### Extracted entries
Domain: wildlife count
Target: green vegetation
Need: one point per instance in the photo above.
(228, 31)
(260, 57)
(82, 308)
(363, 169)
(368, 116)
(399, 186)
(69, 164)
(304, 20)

...

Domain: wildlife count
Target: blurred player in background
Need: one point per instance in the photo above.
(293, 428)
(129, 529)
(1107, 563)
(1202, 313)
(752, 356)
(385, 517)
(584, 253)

* * *

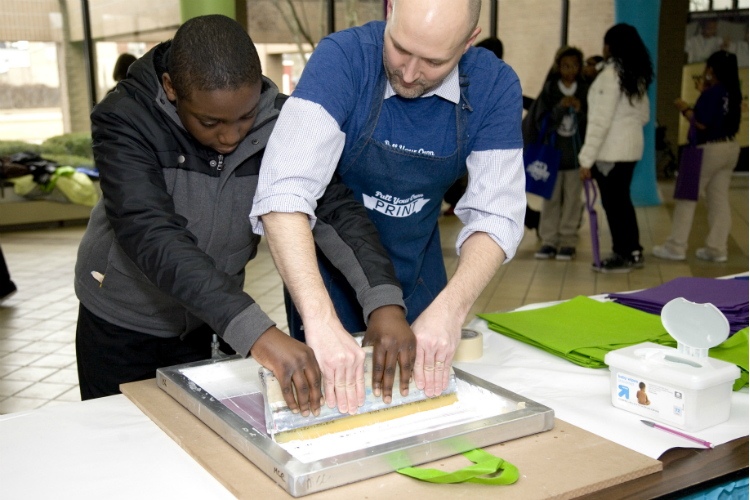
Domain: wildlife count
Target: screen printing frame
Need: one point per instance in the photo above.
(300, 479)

### Stated problem
How many lines in the entries above contain the string "Target"? Case matters. Reply with the number only.

### Answer to this exercise
3